→ **Условие задачи**: Что объявили личным делом Маркса и Энгельса, согласно фрагменту о восприятии марксизма лидерами немецкой социал-демократии?

→ **Фрагмент документа**:
■ ■ ■ ■ ■ ■ ■

Ф. Меринг писал в 1907 г.: «Путь, которым шел Маркс от „Коммунистического манифеста“ к „Капиталу“, для нас совершенно ясен, между тем как первая большая полоса его жизни, именно период, когда он из преданного ученика Гегеля[13] стал автором „Коммунистического манифеста“, слишком долго была покрыта мраком, да и теперь еще не легко поддается обзору»[14]. Напряженный десятилетний труд Маркса и Энгельса, итогом которого и явился «Манифест Коммунистической партии», был скрыт от взоров людей 70 – 80-х годов. Этот исторический документ оказывался как бы выпущенным из пистолета – создавалось впечатление, будто он представляет собой продукт произвольных спекуляций очередных исправителей мира.
Таким образом от большинства из представителей первого поколения учеников Маркса и Энгельса в Германии оказалась скрытой методологическая сторона марксизма, его философское содержание.
Опасность этого положения заключалась, конечно, не в академической неполноте сведений, а в неполноте усвоения коренных принципов научного мировоззрения, основы которых были заложены именно в период, непосредственно предшествовавший созданию «Манифеста Коммунистической партии». Не имея за плечами той школы действительной философской борьбы, которую Маркс и Энгельс прошли в процессе создания научного мировоззрения и даже не зная истории этой борьбы, Бернштейн, Каутский и другие лидеры немецкой социал-демократии не уяснили существо марксового метода, не поняли, что Маркс и Энгельс осуществили революцию в философии и создали качественно новый, высший тип философии – диалектический материализм; от них вообще остался скрытым тот факт, что составными частями марксизма являются не только экономическое и политическое, но и философское учение.
Неполное, одностороннее восприятие ими марксизма как только политического и экономического учения приходило во все большее несоответствие с логикой классовой борьбы, с потребностью во всесторонней разработке марксизма и в том числе – материалистической диалектики. Особенно резкий характер приобрело это несоответствие на рубеже XIX – XX вв., когда началась новая, монополистическая стадия в развитии капитализма, а с ней и новый исторический этап в развитии марксизма, поставивший успехи политической борьбы марксистских партий в тесную зависимость от дальнейшего развития диалектико-материалистического метода.
Оказавшись безоружными перед лицом новых задач, выдвинутых логикой классовой борьбы, лидеры немецкой социал-демократии начали капитулировать перед буржуазной идеологией и прежде всего – перед идеалистической философией. В результате этой капитуляции «диалектический материализм был объявлен личным делом Маркса и Энгельса, частным делом каждого социал-демократа»[15].
Таким образом, в качестве одной из самых важных проблем перед марксистами всех стран встала на рубеже XIX – XX вв. задача доказать наличие органической связи между диалектическим и историческим материализмом, с одной стороны, и политическим и экономическим учением марксизма – с другой, иначе говоря, доказать, что как марксистская политическая экономия является единственно научной теорией экономического развития капитализма, а учение Маркса и Энгельса о коммунизме – единственно научной теорией будущего общества, так диалектический и исторический материализм представляет собой единственно научное понимание наиболее общих законов природы, общества и мышления.

■ ■ ■ ■ ■ ■ ■

→ **Выборка данных**:
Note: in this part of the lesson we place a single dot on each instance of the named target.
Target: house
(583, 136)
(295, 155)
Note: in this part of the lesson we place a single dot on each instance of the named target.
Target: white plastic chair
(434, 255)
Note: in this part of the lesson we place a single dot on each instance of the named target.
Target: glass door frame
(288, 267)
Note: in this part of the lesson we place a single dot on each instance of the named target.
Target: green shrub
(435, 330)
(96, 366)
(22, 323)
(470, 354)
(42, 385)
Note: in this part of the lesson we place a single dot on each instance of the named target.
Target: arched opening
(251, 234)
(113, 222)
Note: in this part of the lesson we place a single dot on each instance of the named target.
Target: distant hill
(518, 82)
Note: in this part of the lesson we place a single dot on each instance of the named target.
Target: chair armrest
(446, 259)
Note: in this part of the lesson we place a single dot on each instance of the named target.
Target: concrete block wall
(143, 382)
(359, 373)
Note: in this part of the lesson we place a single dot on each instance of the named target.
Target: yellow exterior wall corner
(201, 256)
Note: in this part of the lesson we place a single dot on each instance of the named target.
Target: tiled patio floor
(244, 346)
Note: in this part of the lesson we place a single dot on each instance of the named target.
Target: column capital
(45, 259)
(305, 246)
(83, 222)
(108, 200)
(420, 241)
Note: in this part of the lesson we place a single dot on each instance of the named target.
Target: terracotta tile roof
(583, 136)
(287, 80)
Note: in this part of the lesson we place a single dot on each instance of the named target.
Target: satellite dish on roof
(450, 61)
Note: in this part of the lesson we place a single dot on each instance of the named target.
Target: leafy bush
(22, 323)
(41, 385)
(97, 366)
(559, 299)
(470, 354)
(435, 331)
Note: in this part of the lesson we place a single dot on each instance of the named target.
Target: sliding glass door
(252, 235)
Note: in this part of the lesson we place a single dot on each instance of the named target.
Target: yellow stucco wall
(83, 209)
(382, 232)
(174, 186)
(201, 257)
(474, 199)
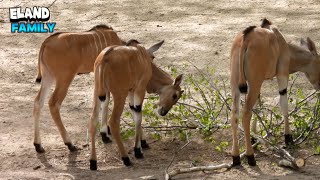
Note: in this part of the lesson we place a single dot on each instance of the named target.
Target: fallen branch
(169, 175)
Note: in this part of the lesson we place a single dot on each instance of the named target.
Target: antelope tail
(243, 87)
(100, 75)
(38, 79)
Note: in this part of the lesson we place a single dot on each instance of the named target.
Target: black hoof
(236, 161)
(93, 165)
(251, 160)
(71, 147)
(144, 144)
(288, 139)
(38, 80)
(243, 88)
(39, 148)
(253, 140)
(102, 98)
(105, 138)
(126, 161)
(137, 153)
(109, 131)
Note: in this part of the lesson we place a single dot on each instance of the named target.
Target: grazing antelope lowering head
(62, 56)
(129, 71)
(260, 53)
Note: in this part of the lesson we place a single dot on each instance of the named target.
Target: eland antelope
(129, 71)
(62, 56)
(260, 53)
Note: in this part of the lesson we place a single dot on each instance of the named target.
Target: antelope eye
(174, 96)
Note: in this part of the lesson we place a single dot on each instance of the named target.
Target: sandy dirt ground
(196, 30)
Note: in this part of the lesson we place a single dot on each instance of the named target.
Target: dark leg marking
(109, 131)
(283, 92)
(243, 88)
(288, 139)
(105, 138)
(236, 161)
(251, 160)
(38, 80)
(39, 148)
(126, 161)
(253, 140)
(71, 147)
(144, 144)
(137, 108)
(102, 98)
(137, 153)
(93, 165)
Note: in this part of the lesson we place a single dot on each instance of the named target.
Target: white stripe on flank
(105, 41)
(94, 39)
(93, 56)
(99, 41)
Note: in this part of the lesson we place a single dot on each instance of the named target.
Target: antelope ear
(155, 47)
(303, 43)
(132, 42)
(178, 80)
(312, 47)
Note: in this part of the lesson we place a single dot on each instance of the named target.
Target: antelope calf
(260, 53)
(62, 56)
(129, 71)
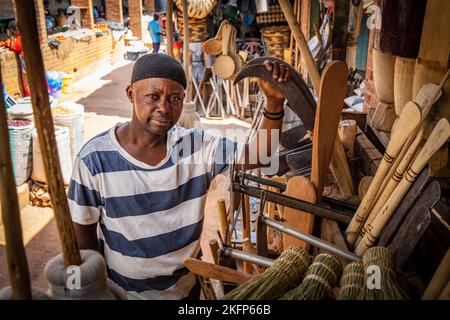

■ ■ ■ ■ ■ ■ ■

→ **Выполненное задание**: Диалектический материализм.